(Required work):
Copy the lines below word for word, omitting the pictures.

(Extracted records):
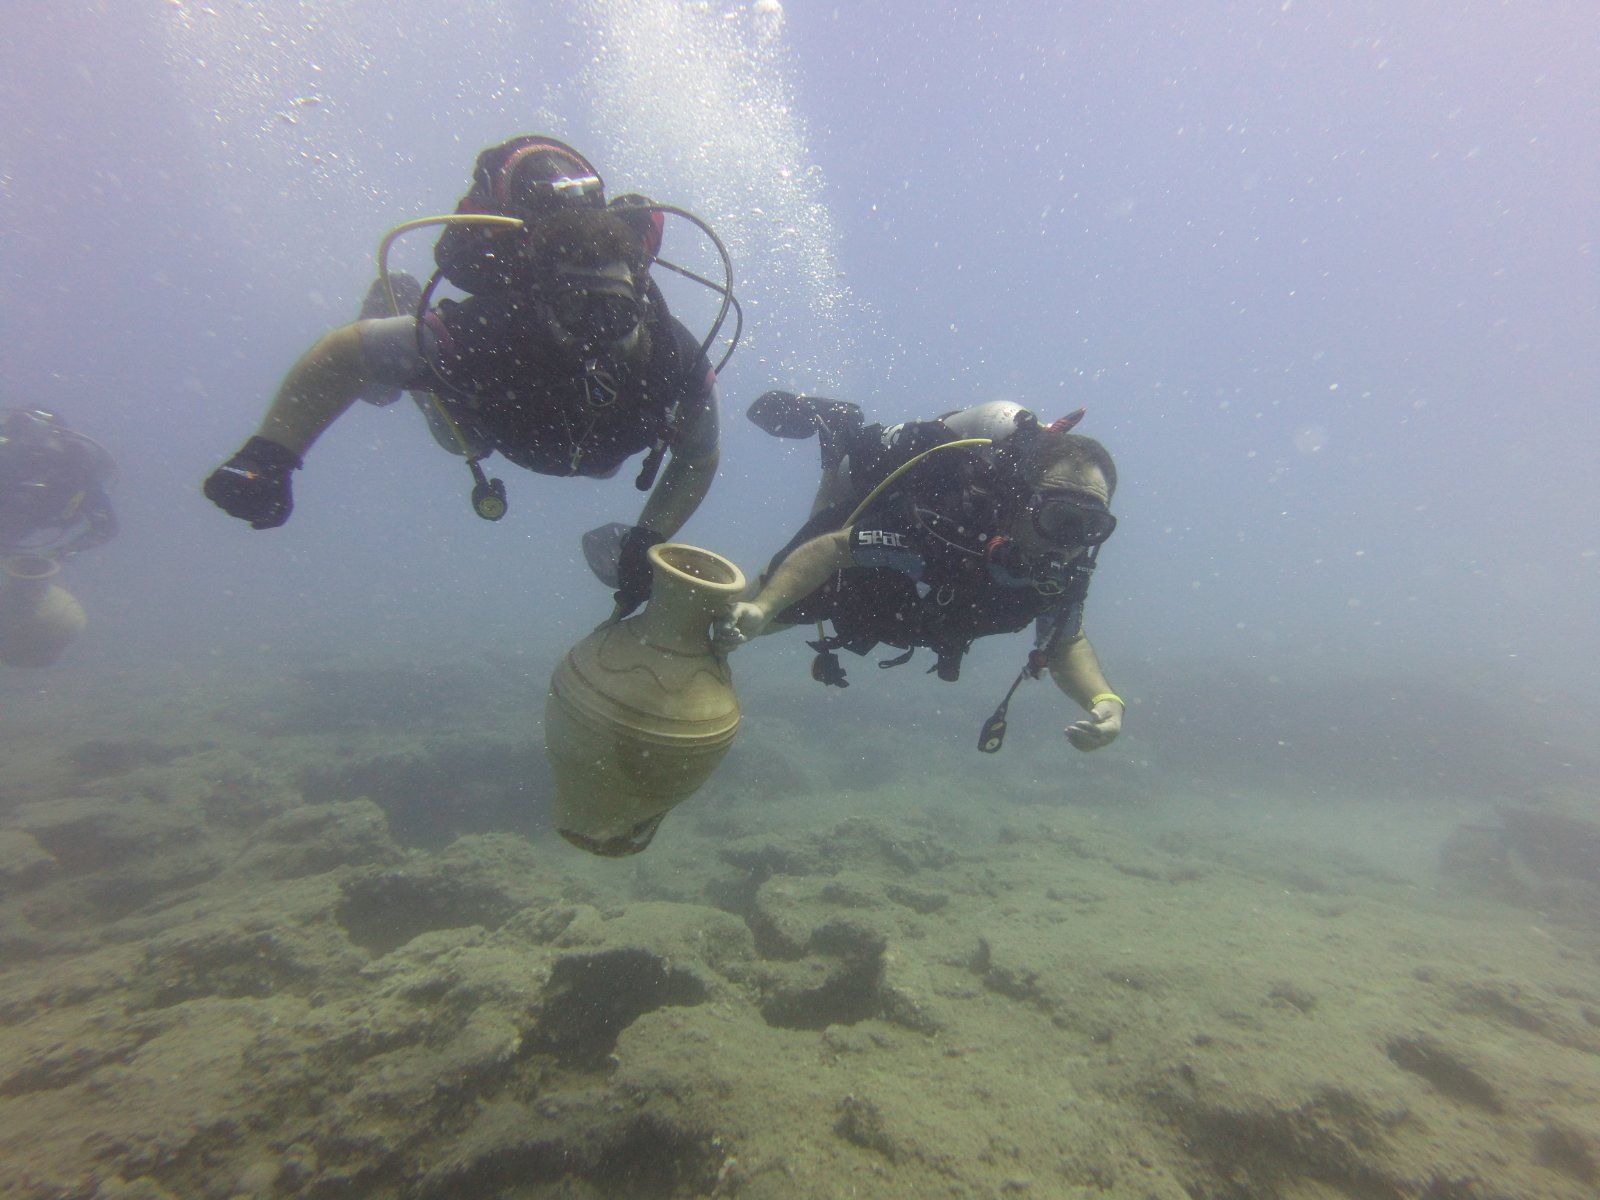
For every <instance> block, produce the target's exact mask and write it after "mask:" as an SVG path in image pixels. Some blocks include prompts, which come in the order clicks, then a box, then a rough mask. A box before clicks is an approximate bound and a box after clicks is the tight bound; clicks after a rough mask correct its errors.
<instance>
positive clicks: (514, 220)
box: [378, 213, 523, 462]
mask: <svg viewBox="0 0 1600 1200" xmlns="http://www.w3.org/2000/svg"><path fill="white" fill-rule="evenodd" d="M427 226H498V227H501V229H522V227H523V222H522V221H518V219H517V218H514V216H491V214H488V213H451V214H450V216H419V218H418V219H416V221H402V222H400V224H398V226H395V227H394V229H390V230H389V232H387V234H384V237H382V242H379V243H378V278H381V280H382V282H384V299H386V301H389V315H390V317H402V315H405V314H402V312H400V302H398V301H397V299H395V288H394V283H392V282H390V280H389V248H390V246H392V245H394V243H395V240H397V238H400V237H402V235H403V234H410V232H411V230H413V229H426V227H427ZM429 397H432V400H434V411H435V413H438V416H440V418H442V419H443V422H445V424H446V426H450V435H451V437H453V438H456V445H458V446H461V456H462V458H466V459H467V461H469V462H470V461H472V445H470V443H469V442H467V438H466V437H464V435H462V432H461V429H459V427H458V426H456V422H454V419H453V418H451V416H450V413H448V411H446V410H445V403H443V402H442V400H440V398H438V392H429Z"/></svg>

(Solution for this exercise):
For every <instance> block, produce the target's exact mask and write it after "mask:" as an SVG path in image pixels. Some blocks include prompts, which come in the order clicks, then a box, then a rough mask. A box before clicks is an approximate bound and a box after clicks is the tight bound; clicks after a rough mask correct its errors.
<instance>
positive clicks: (514, 220)
box: [378, 213, 523, 462]
mask: <svg viewBox="0 0 1600 1200" xmlns="http://www.w3.org/2000/svg"><path fill="white" fill-rule="evenodd" d="M427 226H498V227H501V229H522V227H523V222H522V221H518V219H517V218H514V216H491V214H488V213H451V214H450V216H419V218H418V219H416V221H402V222H400V224H398V226H395V227H394V229H390V230H389V232H387V234H384V237H382V242H379V243H378V278H381V280H382V282H384V299H386V301H389V315H390V317H402V315H405V314H402V312H400V302H398V301H397V299H395V288H394V283H392V282H390V280H389V248H390V246H392V245H394V243H395V240H397V238H400V237H402V235H403V234H410V232H411V230H413V229H426V227H427ZM429 397H432V400H434V411H435V413H438V416H440V418H442V419H443V422H445V424H446V426H450V435H451V437H453V438H456V445H458V446H461V456H462V458H466V459H467V461H469V462H470V461H472V445H470V443H469V442H467V438H466V437H464V435H462V432H461V429H459V427H458V426H456V422H454V419H453V418H451V416H450V413H448V411H446V410H445V403H443V402H442V400H440V398H438V392H429Z"/></svg>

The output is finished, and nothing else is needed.